**EXERCISE DIRECTIONS**
Reproduce each line of the material precisely.

**DATA SHOWN**
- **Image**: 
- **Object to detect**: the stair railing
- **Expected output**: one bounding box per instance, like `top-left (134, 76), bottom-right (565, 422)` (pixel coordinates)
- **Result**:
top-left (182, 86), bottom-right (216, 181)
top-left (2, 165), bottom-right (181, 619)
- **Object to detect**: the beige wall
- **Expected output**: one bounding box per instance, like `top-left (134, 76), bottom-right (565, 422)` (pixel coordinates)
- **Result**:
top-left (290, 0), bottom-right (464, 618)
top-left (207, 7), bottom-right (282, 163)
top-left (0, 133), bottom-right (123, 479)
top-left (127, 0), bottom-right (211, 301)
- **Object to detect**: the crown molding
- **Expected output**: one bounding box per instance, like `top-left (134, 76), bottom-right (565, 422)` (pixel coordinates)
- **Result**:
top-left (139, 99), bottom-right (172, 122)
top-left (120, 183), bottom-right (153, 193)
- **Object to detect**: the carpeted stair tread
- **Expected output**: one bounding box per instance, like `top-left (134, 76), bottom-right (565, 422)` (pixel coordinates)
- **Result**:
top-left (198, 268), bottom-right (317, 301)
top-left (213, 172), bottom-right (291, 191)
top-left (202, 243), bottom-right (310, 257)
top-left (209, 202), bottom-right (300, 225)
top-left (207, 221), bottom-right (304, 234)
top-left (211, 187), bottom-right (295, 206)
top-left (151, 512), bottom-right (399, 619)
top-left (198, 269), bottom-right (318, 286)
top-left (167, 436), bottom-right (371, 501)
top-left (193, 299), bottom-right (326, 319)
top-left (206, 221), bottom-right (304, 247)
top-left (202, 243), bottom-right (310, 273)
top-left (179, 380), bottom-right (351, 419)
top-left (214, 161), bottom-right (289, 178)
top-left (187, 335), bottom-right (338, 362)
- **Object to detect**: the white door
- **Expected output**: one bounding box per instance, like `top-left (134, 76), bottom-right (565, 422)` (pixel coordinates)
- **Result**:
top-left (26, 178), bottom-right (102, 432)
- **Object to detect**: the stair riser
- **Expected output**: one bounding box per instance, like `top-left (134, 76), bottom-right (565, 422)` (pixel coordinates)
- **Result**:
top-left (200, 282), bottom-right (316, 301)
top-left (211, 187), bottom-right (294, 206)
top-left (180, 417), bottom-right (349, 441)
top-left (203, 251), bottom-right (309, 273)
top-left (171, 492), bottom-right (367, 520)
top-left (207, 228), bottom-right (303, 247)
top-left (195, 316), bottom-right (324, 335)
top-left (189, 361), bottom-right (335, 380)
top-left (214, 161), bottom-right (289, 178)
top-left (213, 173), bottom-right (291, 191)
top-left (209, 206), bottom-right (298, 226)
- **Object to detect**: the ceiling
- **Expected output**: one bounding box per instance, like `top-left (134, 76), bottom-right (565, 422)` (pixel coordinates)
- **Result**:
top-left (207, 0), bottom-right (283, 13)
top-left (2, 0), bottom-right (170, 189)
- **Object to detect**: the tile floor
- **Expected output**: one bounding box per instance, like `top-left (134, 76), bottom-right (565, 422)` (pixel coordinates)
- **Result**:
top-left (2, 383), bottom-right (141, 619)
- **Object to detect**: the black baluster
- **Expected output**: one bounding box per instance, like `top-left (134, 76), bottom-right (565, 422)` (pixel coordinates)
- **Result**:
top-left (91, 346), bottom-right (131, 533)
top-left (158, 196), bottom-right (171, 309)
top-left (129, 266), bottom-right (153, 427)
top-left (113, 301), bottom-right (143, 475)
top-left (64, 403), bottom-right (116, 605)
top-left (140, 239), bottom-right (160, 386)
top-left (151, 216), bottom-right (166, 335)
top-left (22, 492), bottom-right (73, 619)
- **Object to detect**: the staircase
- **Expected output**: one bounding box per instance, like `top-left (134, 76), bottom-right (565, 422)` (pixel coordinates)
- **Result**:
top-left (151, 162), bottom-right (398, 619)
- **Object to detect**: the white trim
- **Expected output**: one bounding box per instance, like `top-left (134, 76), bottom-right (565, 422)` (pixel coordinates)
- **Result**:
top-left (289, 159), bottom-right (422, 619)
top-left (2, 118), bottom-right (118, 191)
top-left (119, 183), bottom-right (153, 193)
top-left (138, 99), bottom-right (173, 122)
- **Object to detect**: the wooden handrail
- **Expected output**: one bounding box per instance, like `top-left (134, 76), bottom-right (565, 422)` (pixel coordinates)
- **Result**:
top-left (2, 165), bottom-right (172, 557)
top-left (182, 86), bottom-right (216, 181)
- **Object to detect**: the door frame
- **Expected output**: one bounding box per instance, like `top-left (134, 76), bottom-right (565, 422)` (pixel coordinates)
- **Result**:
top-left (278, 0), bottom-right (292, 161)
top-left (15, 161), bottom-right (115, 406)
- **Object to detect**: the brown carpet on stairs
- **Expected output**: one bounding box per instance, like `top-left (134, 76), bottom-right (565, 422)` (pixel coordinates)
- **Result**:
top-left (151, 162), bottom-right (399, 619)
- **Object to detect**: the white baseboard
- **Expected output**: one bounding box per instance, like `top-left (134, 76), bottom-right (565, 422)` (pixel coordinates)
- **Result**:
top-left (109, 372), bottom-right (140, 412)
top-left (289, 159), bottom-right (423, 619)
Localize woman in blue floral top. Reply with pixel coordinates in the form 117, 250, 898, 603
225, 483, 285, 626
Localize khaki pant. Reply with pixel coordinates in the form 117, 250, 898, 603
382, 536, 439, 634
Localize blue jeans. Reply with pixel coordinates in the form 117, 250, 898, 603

**COMPLETED EXERCISE**
- **Image**: 
- **Object to detect**: the stair railing
- **Expected output**: one bounding box per instance, like `top-left (134, 76), bottom-right (565, 422)` (pixel coordinates)
- **Result**:
top-left (182, 86), bottom-right (216, 181)
top-left (2, 165), bottom-right (181, 619)
- **Object to detect**: the beige wall
- **Expected output**: one bounding box per instance, like `top-left (134, 76), bottom-right (565, 422)` (pixel coordinates)
- **Result**:
top-left (290, 0), bottom-right (464, 618)
top-left (207, 7), bottom-right (282, 163)
top-left (0, 133), bottom-right (123, 479)
top-left (127, 0), bottom-right (211, 301)
- **Object to detect**: the crown molding
- **Expected output**: one bounding box per instance, like `top-left (134, 76), bottom-right (565, 422)` (pixel coordinates)
- **Result**:
top-left (139, 99), bottom-right (172, 122)
top-left (120, 183), bottom-right (153, 193)
- **Object to detect**: the carpeted stair tread
- **Expected output**: one bounding box per instance, like `top-left (134, 76), bottom-right (565, 422)` (pixel coordinates)
- **Result**:
top-left (198, 268), bottom-right (317, 301)
top-left (213, 172), bottom-right (291, 191)
top-left (202, 243), bottom-right (310, 257)
top-left (209, 202), bottom-right (300, 225)
top-left (207, 221), bottom-right (304, 234)
top-left (211, 187), bottom-right (295, 206)
top-left (151, 512), bottom-right (399, 619)
top-left (198, 269), bottom-right (318, 286)
top-left (167, 436), bottom-right (371, 501)
top-left (193, 299), bottom-right (326, 319)
top-left (206, 221), bottom-right (304, 247)
top-left (202, 243), bottom-right (310, 273)
top-left (179, 380), bottom-right (351, 419)
top-left (214, 161), bottom-right (289, 178)
top-left (187, 335), bottom-right (338, 362)
- **Object to detect**: the white door
- **Expected output**: one bounding box per instance, like `top-left (134, 76), bottom-right (565, 422)` (pixel coordinates)
- **Result**:
top-left (26, 178), bottom-right (102, 432)
- **Object to detect**: the stair riser
- **Expected output**: one bounding box per instance, like `top-left (134, 76), bottom-right (565, 422)` (pixel coordinates)
- **Result**:
top-left (200, 282), bottom-right (316, 301)
top-left (211, 187), bottom-right (294, 206)
top-left (180, 417), bottom-right (349, 441)
top-left (203, 251), bottom-right (309, 273)
top-left (171, 492), bottom-right (367, 520)
top-left (207, 228), bottom-right (303, 247)
top-left (195, 316), bottom-right (324, 335)
top-left (189, 361), bottom-right (335, 380)
top-left (214, 161), bottom-right (289, 178)
top-left (213, 173), bottom-right (291, 191)
top-left (209, 206), bottom-right (298, 226)
- **Object to detect**: the ceiling
- **Expected output**: one bounding box per instance, like `top-left (134, 76), bottom-right (565, 422)` (pixel coordinates)
- **Result**:
top-left (207, 0), bottom-right (283, 13)
top-left (2, 0), bottom-right (170, 189)
- **Object to detect**: the tile floor
- **Expected output**: one bounding box per instance, like `top-left (134, 76), bottom-right (565, 422)` (pixel coordinates)
- **Result**:
top-left (2, 383), bottom-right (141, 619)
- **Object to detect**: the black baluster
- **Expected output**: one bounding box per instance, like `top-left (134, 76), bottom-right (565, 422)` (pixel coordinates)
- **Result**:
top-left (91, 346), bottom-right (131, 533)
top-left (158, 196), bottom-right (171, 309)
top-left (129, 266), bottom-right (153, 427)
top-left (113, 301), bottom-right (143, 475)
top-left (64, 403), bottom-right (116, 605)
top-left (140, 239), bottom-right (160, 386)
top-left (151, 216), bottom-right (166, 335)
top-left (22, 492), bottom-right (73, 619)
- **Object to detect**: the staircase
- **Expected output**: one bounding box per instance, like `top-left (134, 76), bottom-right (565, 422)` (pixel coordinates)
- **Result**:
top-left (151, 162), bottom-right (398, 619)
- **Object to detect**: the white trim
- **Expected output**: one bounding box per instance, like `top-left (134, 76), bottom-right (565, 422)` (pixel coordinates)
- **Result**:
top-left (289, 159), bottom-right (422, 619)
top-left (2, 118), bottom-right (118, 191)
top-left (119, 183), bottom-right (153, 193)
top-left (138, 99), bottom-right (173, 122)
- **Object to detect**: the wooden handrail
- **Expected output**: one bounding box per instance, like `top-left (134, 76), bottom-right (565, 422)` (pixel coordinates)
- **Result**:
top-left (2, 165), bottom-right (172, 557)
top-left (182, 86), bottom-right (216, 181)
- **Object to detect**: the door frame
- **Expected output**: one bounding box per instance, like `top-left (134, 76), bottom-right (565, 422)` (pixel coordinates)
- **Result**:
top-left (278, 0), bottom-right (292, 161)
top-left (15, 161), bottom-right (115, 406)
- **Object to detect**: the brown carpet on stairs
- **Expected output**: one bounding box per instance, like `top-left (134, 76), bottom-right (565, 422)` (pixel coordinates)
- **Result**:
top-left (151, 162), bottom-right (399, 619)
- **Object to detect**: the white baseboard
- **Expected output**: one bounding box per instance, like `top-left (134, 76), bottom-right (565, 422)` (pixel coordinates)
- **Result**:
top-left (109, 372), bottom-right (140, 412)
top-left (289, 159), bottom-right (423, 619)
Localize woman in blue floral top. Reply with pixel coordinates in the form 117, 250, 898, 603
225, 483, 285, 626
Localize khaki pant. Reply with pixel coordinates in the form 117, 250, 898, 603
382, 536, 439, 634
Localize blue jeans. Reply with pixel coordinates in the form 117, 250, 898, 603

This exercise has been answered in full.